#### [Exercise prompt]
The required output is every line from the one with "Mark every instance of the bus headlight" through the final line of the data below, unchanged.

#### [Material for this task]
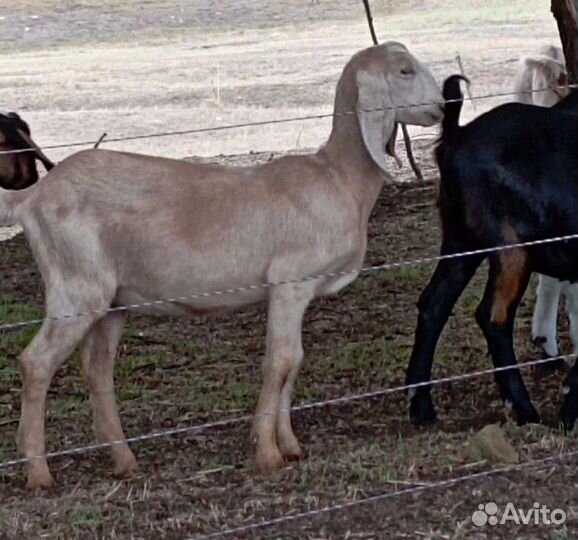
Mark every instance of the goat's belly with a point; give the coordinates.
(188, 304)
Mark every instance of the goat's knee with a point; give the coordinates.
(36, 377)
(288, 443)
(277, 369)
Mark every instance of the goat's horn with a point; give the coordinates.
(39, 153)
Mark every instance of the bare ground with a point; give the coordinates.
(149, 73)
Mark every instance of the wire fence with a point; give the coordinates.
(302, 118)
(80, 450)
(450, 482)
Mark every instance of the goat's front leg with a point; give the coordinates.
(272, 426)
(545, 316)
(55, 341)
(508, 279)
(97, 354)
(435, 305)
(571, 293)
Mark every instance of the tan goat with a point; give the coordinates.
(110, 228)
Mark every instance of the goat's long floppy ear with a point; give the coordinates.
(390, 146)
(376, 117)
(39, 153)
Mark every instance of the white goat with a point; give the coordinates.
(538, 82)
(110, 228)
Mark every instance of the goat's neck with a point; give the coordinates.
(346, 151)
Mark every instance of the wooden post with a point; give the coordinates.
(566, 15)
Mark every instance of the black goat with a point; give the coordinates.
(509, 176)
(18, 171)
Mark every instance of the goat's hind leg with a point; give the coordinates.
(55, 341)
(272, 426)
(545, 316)
(435, 305)
(508, 279)
(97, 354)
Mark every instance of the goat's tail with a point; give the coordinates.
(9, 202)
(454, 99)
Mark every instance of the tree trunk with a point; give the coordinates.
(565, 13)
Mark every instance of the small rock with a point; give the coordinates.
(491, 444)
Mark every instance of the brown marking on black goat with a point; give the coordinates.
(511, 276)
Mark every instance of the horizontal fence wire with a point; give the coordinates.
(451, 482)
(267, 285)
(278, 121)
(297, 408)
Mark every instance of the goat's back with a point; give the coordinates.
(159, 228)
(514, 168)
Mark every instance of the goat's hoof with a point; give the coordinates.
(422, 411)
(126, 466)
(39, 480)
(270, 461)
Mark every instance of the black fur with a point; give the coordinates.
(509, 176)
(23, 172)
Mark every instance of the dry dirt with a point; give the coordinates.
(134, 69)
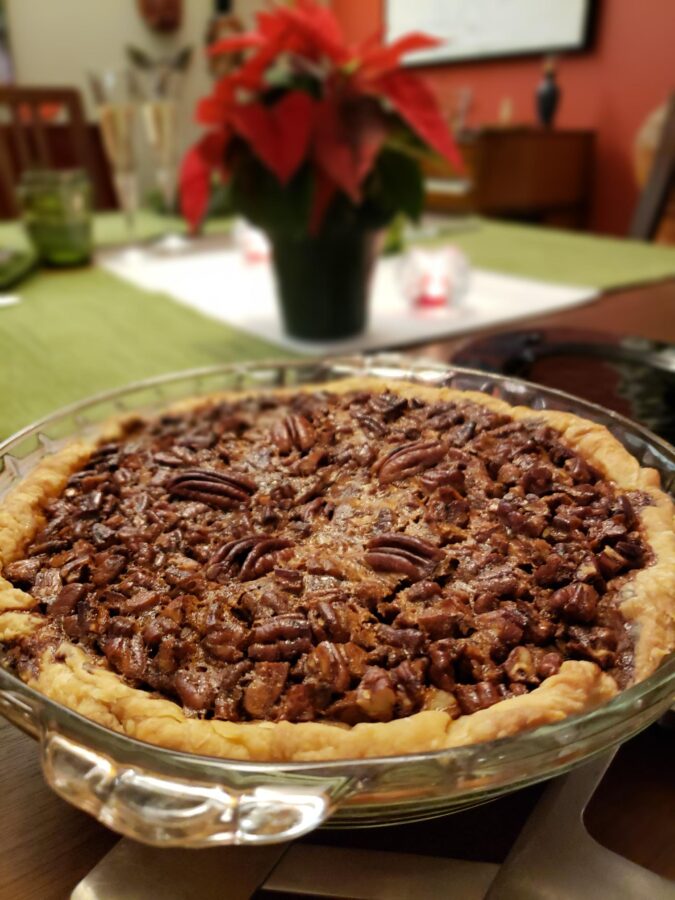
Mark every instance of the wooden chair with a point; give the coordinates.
(654, 217)
(43, 128)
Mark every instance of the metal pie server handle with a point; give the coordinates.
(166, 811)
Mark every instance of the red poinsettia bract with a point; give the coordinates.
(333, 107)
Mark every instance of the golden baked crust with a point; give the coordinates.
(71, 677)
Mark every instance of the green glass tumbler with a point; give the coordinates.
(56, 209)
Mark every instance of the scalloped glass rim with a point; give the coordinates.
(552, 737)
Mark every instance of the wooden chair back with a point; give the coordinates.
(43, 128)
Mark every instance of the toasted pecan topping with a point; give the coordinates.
(350, 558)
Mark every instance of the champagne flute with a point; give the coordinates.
(116, 96)
(159, 116)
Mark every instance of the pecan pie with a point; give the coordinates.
(358, 569)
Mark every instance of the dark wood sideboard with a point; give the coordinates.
(531, 174)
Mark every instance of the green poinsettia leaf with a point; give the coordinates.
(397, 185)
(259, 196)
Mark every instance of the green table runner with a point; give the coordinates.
(81, 331)
(565, 257)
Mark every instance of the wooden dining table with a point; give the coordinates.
(47, 846)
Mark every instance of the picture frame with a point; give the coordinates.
(483, 30)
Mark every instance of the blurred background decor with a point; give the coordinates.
(321, 144)
(548, 94)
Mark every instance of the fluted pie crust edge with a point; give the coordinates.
(71, 677)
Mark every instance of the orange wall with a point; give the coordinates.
(630, 70)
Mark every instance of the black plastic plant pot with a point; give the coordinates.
(323, 283)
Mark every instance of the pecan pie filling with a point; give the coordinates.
(347, 558)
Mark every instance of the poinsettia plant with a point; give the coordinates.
(313, 133)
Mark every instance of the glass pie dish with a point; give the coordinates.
(165, 798)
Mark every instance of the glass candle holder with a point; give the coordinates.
(56, 207)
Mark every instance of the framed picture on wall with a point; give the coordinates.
(485, 29)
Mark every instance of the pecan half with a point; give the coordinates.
(251, 556)
(221, 489)
(294, 432)
(408, 460)
(400, 553)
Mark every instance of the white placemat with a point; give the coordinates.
(220, 284)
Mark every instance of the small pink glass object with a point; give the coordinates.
(434, 279)
(252, 243)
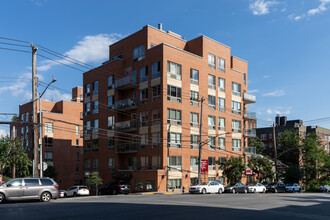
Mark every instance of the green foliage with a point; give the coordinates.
(262, 166)
(232, 169)
(293, 174)
(94, 180)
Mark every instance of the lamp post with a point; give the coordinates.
(40, 128)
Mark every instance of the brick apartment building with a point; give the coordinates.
(142, 110)
(62, 144)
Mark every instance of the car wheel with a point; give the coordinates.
(45, 197)
(2, 198)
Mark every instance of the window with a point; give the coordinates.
(111, 102)
(211, 163)
(194, 164)
(221, 84)
(143, 96)
(111, 122)
(143, 74)
(111, 143)
(156, 114)
(221, 124)
(211, 81)
(131, 162)
(95, 146)
(194, 98)
(95, 164)
(48, 141)
(138, 53)
(236, 107)
(111, 164)
(87, 165)
(194, 119)
(155, 93)
(221, 63)
(174, 162)
(174, 140)
(236, 126)
(194, 140)
(211, 122)
(211, 61)
(95, 107)
(143, 118)
(95, 87)
(48, 127)
(49, 156)
(211, 102)
(87, 90)
(173, 116)
(236, 145)
(95, 126)
(174, 184)
(174, 93)
(111, 82)
(236, 89)
(87, 108)
(194, 75)
(155, 70)
(143, 162)
(221, 143)
(211, 143)
(173, 70)
(155, 162)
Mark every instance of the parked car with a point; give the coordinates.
(207, 187)
(114, 188)
(324, 188)
(275, 187)
(43, 189)
(292, 187)
(254, 188)
(236, 188)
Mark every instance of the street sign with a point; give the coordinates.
(204, 166)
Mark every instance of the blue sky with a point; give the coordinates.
(286, 43)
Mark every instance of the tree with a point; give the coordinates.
(233, 168)
(94, 180)
(262, 167)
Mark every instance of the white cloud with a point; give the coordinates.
(261, 7)
(3, 133)
(275, 93)
(90, 49)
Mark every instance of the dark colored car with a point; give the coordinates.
(275, 187)
(114, 188)
(237, 188)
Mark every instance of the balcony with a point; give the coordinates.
(249, 98)
(126, 104)
(250, 150)
(129, 125)
(250, 115)
(126, 148)
(250, 132)
(126, 82)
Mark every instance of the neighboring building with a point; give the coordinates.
(142, 110)
(62, 144)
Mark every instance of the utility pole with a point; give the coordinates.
(34, 118)
(200, 142)
(275, 151)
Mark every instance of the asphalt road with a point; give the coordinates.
(161, 206)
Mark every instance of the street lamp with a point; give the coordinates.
(40, 128)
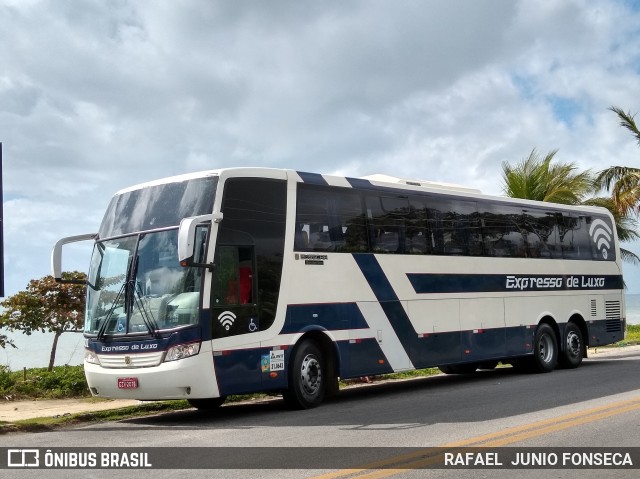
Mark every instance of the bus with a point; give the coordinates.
(240, 280)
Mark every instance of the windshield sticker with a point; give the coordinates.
(264, 363)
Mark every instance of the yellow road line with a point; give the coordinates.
(416, 460)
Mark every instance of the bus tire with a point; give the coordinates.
(545, 350)
(573, 352)
(207, 404)
(307, 377)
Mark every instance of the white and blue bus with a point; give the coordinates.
(249, 279)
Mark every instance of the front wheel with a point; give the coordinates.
(573, 352)
(307, 381)
(545, 350)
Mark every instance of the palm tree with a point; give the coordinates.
(535, 178)
(623, 181)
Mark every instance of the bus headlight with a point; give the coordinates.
(91, 357)
(182, 351)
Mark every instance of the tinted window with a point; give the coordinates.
(254, 213)
(455, 227)
(158, 206)
(541, 231)
(574, 237)
(503, 231)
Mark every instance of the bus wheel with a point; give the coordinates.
(572, 355)
(545, 350)
(306, 381)
(468, 368)
(207, 404)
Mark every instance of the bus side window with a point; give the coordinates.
(233, 276)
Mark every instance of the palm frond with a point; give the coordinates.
(627, 120)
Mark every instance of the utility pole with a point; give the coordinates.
(1, 230)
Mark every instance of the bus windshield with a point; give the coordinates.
(137, 286)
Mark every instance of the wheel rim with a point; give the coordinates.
(546, 348)
(573, 344)
(311, 374)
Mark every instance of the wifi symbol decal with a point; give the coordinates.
(227, 319)
(601, 234)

#### [Final answer]
Mark every instance of the bus headlight with a point; give the coordinates.
(91, 357)
(182, 351)
Mark every instance of the tinted window with a point; give the coordinates.
(254, 213)
(455, 227)
(158, 206)
(541, 231)
(574, 237)
(503, 231)
Mark every instance of the bus wheel with a point; give the coordinates.
(572, 355)
(545, 350)
(306, 381)
(468, 368)
(207, 404)
Mark every instance of the bus side window with a point; give the coordinates.
(233, 276)
Mark every instance of the palm frond with a point; give the coordinates.
(627, 120)
Mark every instance of the utility pole with a point; give the coordinates.
(1, 230)
Mark every instance of the bus windshield with a point; give the coordinates.
(137, 286)
Mark every instance of the wheel rim with a point; give the coordinates.
(546, 348)
(573, 344)
(311, 374)
Mark every instance of the wifi symbol decal with a point; give the coordinates.
(227, 319)
(601, 234)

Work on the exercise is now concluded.